DIRECTIONS FOR THIS TASK = Give the records back in full, exactly as they read.

(Stored data entries)
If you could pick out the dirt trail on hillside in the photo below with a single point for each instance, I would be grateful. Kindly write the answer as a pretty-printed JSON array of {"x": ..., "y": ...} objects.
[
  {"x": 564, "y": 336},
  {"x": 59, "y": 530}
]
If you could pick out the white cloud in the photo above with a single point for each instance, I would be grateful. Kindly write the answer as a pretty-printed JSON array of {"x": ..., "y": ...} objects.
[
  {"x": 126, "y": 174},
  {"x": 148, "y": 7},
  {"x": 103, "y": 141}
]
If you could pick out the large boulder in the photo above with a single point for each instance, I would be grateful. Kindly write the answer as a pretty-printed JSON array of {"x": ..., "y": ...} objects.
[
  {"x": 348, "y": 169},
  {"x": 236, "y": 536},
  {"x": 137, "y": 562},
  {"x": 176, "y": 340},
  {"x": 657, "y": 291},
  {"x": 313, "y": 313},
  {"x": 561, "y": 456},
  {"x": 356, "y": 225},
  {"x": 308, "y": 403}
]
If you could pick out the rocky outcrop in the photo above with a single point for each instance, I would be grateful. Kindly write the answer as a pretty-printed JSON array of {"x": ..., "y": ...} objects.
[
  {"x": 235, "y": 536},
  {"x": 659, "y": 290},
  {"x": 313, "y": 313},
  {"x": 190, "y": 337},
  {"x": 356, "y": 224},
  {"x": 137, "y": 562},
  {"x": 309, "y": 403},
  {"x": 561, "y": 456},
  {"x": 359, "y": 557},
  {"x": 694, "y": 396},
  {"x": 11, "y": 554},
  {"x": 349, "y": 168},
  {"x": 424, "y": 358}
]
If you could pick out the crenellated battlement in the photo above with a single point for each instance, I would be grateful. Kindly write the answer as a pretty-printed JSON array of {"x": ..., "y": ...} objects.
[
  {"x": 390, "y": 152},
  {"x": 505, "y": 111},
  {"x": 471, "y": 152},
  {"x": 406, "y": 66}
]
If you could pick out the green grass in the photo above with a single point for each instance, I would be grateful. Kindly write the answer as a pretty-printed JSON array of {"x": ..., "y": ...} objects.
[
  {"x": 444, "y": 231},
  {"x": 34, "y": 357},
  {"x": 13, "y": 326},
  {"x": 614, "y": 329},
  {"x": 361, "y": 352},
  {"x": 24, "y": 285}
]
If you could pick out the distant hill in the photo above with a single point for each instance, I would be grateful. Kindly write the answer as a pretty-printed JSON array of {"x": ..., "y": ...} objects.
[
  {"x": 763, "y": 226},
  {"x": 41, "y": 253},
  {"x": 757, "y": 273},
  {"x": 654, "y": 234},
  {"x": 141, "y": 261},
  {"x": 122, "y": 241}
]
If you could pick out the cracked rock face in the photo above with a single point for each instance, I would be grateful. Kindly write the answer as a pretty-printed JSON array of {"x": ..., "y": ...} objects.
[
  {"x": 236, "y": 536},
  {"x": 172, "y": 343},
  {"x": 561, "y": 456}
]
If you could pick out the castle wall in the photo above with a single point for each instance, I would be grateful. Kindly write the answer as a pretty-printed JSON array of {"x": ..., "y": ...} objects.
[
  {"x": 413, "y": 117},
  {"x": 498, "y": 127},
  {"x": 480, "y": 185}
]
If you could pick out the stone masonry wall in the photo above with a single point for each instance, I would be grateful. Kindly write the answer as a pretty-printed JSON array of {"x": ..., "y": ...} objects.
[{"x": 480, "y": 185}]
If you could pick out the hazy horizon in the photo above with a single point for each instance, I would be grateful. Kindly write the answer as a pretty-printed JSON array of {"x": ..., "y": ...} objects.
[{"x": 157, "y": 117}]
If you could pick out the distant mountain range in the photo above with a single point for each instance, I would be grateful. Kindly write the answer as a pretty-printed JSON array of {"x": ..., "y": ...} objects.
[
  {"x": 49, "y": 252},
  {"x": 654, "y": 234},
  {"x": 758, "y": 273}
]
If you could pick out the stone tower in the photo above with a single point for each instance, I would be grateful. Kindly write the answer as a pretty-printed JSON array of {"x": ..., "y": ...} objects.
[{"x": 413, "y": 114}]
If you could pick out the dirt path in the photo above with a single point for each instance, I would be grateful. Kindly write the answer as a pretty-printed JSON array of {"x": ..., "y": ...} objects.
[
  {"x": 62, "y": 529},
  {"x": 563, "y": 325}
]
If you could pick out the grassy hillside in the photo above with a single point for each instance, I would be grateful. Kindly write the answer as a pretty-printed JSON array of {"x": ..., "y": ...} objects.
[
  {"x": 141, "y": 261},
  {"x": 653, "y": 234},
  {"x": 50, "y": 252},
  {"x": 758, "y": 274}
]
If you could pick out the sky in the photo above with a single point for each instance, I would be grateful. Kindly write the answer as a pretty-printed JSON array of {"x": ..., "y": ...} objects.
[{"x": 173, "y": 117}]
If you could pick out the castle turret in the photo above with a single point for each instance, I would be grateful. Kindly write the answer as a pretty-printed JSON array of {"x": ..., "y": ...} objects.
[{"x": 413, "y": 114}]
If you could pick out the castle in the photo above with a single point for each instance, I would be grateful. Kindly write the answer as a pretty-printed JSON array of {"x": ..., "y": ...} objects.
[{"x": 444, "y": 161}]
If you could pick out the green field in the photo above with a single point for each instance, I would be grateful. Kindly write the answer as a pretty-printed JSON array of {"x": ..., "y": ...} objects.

EXERCISE RESULT =
If you could pick out the dirt trail on hillside in the photo below with a single point for each instance, I would be grateful. Kindly write the answer as a pretty-printed JSON array of {"x": ..., "y": ...} objects.
[
  {"x": 564, "y": 336},
  {"x": 59, "y": 530}
]
If you could pick out the white cloud in the photo above with a single point for each instance, I would be grateful. Kindly write the answer as a pretty-printed JSON array of {"x": ..., "y": ...} objects.
[
  {"x": 126, "y": 174},
  {"x": 148, "y": 7},
  {"x": 103, "y": 141}
]
If you could pick out the large boulder in the photo above with a single point for each instance, I would be grateful. Kindly write the answer as a pretty-printed JSON array of {"x": ..., "y": ...} objects.
[
  {"x": 348, "y": 169},
  {"x": 236, "y": 536},
  {"x": 137, "y": 562},
  {"x": 176, "y": 340},
  {"x": 657, "y": 291},
  {"x": 313, "y": 313},
  {"x": 561, "y": 456},
  {"x": 356, "y": 225},
  {"x": 308, "y": 403}
]
If you could pick out the rocky outcrop in the photo above with a single point for each instance, I would be grateful. Kindly write the answer as a pretty-printed JSON array of {"x": ..., "y": ...} objects.
[
  {"x": 235, "y": 536},
  {"x": 659, "y": 290},
  {"x": 313, "y": 313},
  {"x": 190, "y": 337},
  {"x": 356, "y": 224},
  {"x": 137, "y": 562},
  {"x": 309, "y": 403},
  {"x": 561, "y": 456},
  {"x": 359, "y": 557},
  {"x": 694, "y": 396},
  {"x": 11, "y": 554},
  {"x": 349, "y": 168},
  {"x": 424, "y": 358}
]
If you could pick out the crenellated battlement in the photo above with a single point for each instance, I would be grateful. Kindly write the answer as a pretty-printed JSON array of {"x": ..., "y": ...} objects.
[
  {"x": 390, "y": 152},
  {"x": 505, "y": 111},
  {"x": 471, "y": 152},
  {"x": 406, "y": 66}
]
If you could pick out the green grass in the photo above with a single point for each instance, I would be grateful. Kindly write the answer as a pretty-printed JSON array of {"x": ..., "y": ...} objects.
[
  {"x": 444, "y": 231},
  {"x": 34, "y": 357},
  {"x": 13, "y": 326},
  {"x": 614, "y": 329},
  {"x": 361, "y": 352},
  {"x": 24, "y": 285}
]
If you could pick out the distant hill in the photo above with a single point for each instance, I would be grateful. Kindly write the answer as a pretty-printed JSON array of {"x": ..., "y": ...} objects.
[
  {"x": 763, "y": 226},
  {"x": 41, "y": 253},
  {"x": 757, "y": 273},
  {"x": 654, "y": 234},
  {"x": 141, "y": 261},
  {"x": 122, "y": 241}
]
If you could pick out the cracked rock face in the photo above with a single point for each instance, I would be grateful. Kindly write the answer as a pretty-printed JSON array of {"x": ..., "y": ...} objects.
[
  {"x": 236, "y": 536},
  {"x": 172, "y": 343},
  {"x": 561, "y": 456}
]
If you could pick out the castle wall in the photo above with a single point for each instance, I would be grateful. Kindly write the answer as a pretty-printed JSON array of {"x": ..., "y": ...} objects.
[
  {"x": 413, "y": 117},
  {"x": 498, "y": 127},
  {"x": 480, "y": 185}
]
If you could pick out the stone masonry wall in the photo above with a single point for each instance, I would be grateful. Kindly write the answer as a pretty-printed JSON array of {"x": ..., "y": ...} objects.
[{"x": 480, "y": 185}]
If you could pick out the hazy horizon in the photo above with a single point for each instance, I would be grateful. Kindly write the answer as a pretty-printed JSON array of {"x": ..., "y": ...} objects.
[{"x": 157, "y": 117}]
If you could pick out the distant mountain range in the photo above with a single point for each instance, I would be grateful. Kindly write the answer as a pretty-printed JSON array of {"x": ..., "y": ...} objects.
[
  {"x": 49, "y": 252},
  {"x": 654, "y": 234},
  {"x": 758, "y": 273}
]
If you could pick out the stone tower in the photo above with a single point for each instance, I would be grateful. Kindly write the answer as a pretty-printed JSON array of {"x": ..., "y": ...} objects.
[{"x": 413, "y": 114}]
If you could pick out the dirt path in the photo above with a single point for each instance, I would be grateful. Kindly write the answer as a pretty-printed JSON array of {"x": ..., "y": ...} objects.
[
  {"x": 62, "y": 529},
  {"x": 563, "y": 325}
]
If you could pick out the grassy hillside in the photo above with a single point for each instance, I would be grateful. Kindly write the answer as a pretty-printed JSON array of {"x": ..., "y": ...} objects.
[
  {"x": 141, "y": 261},
  {"x": 653, "y": 234},
  {"x": 50, "y": 252},
  {"x": 758, "y": 274}
]
If you could pick out the sky in the photo above with a single point for each instance, I would be grateful. Kindly write the answer as a pretty-printed JSON array of {"x": ..., "y": ...} objects.
[{"x": 173, "y": 117}]
If you could pick out the castle turret in the photo above with a single point for each instance, I would be grateful. Kindly write the answer as a pretty-printed JSON array of {"x": ..., "y": ...} objects.
[{"x": 413, "y": 114}]
If you could pick out the castle in the photo above with a single point for each instance, I would be grateful. Kindly write the answer as a pretty-printed JSON array of {"x": ..., "y": ...} objects.
[{"x": 444, "y": 161}]
If you could pick out the green field in the photo above with a single point for each instance, I would be grateful. Kindly write the answer as a pretty-printed JSON array of {"x": ..., "y": ...} objects.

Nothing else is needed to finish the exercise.